--- Exercise objective ---
Please find each line in the items below that contains the word "Target" and copy those lines out. Capital and lowercase letters must match.

--- Task material ---
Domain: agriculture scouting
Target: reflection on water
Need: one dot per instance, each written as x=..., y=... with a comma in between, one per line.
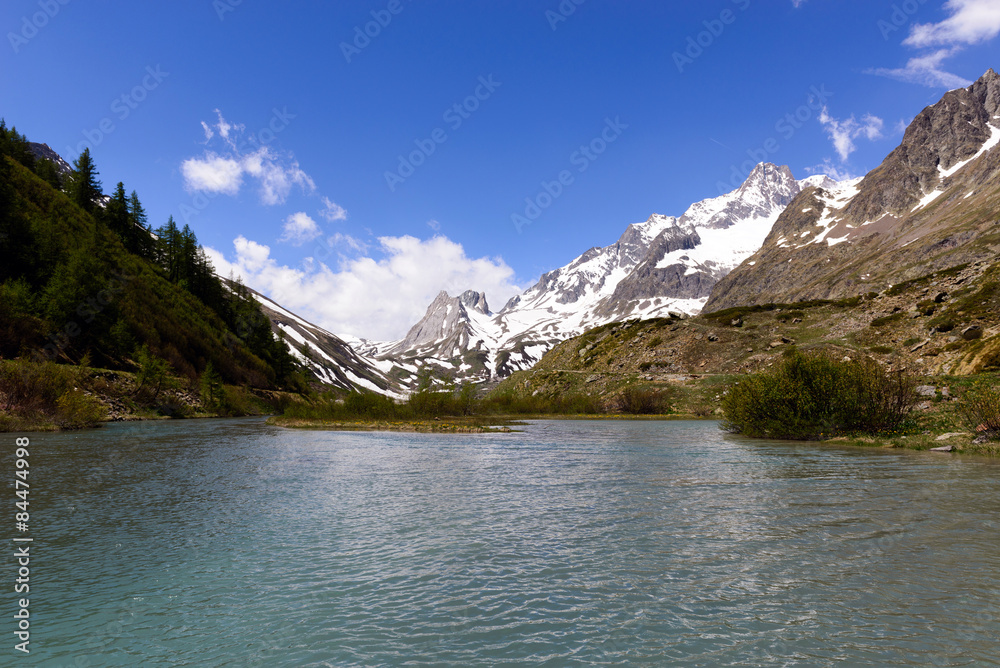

==

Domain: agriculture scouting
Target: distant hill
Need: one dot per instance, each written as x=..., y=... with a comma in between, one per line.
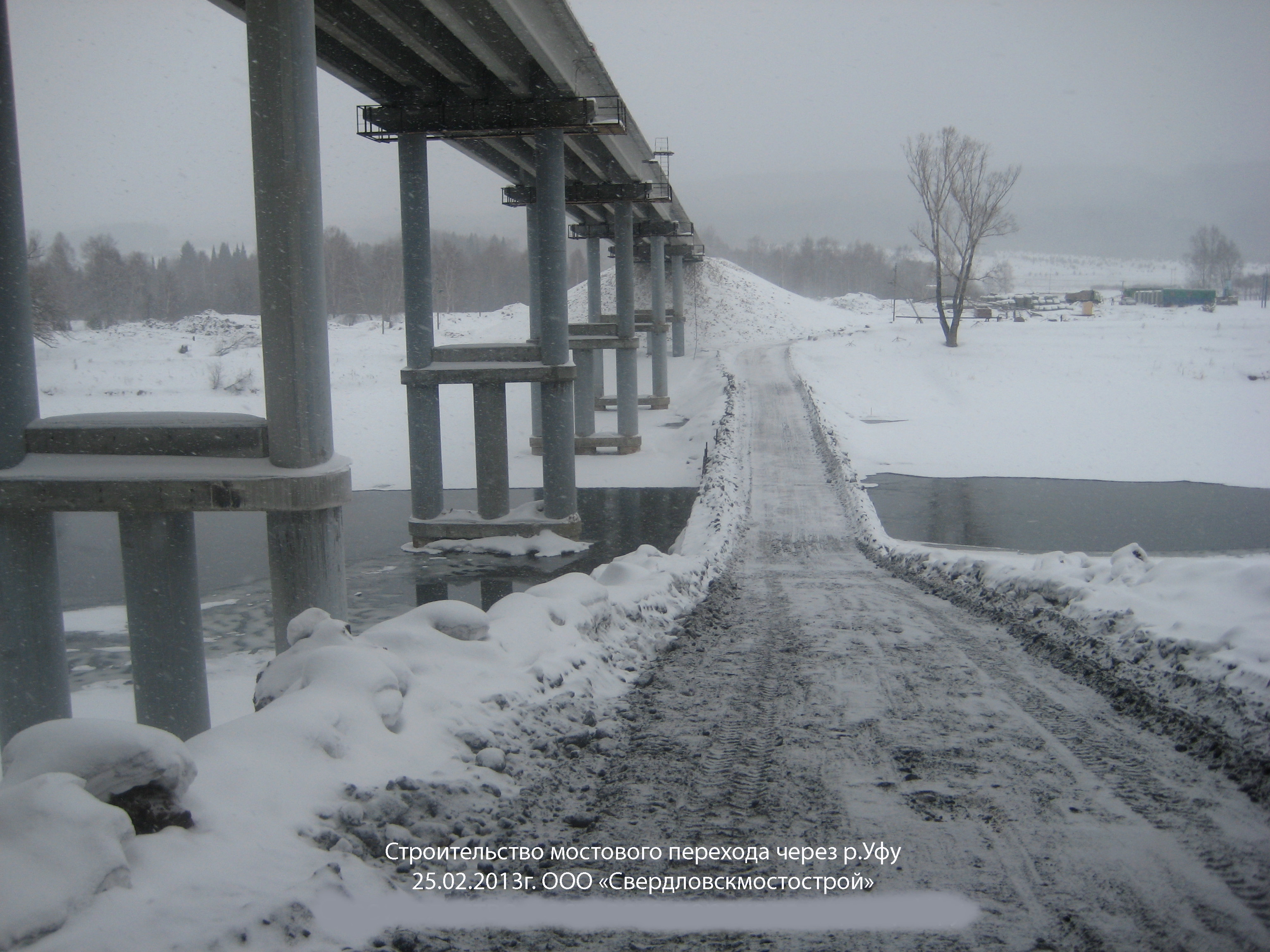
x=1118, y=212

--- Written answer ---
Target: reflection on water
Target: distant hill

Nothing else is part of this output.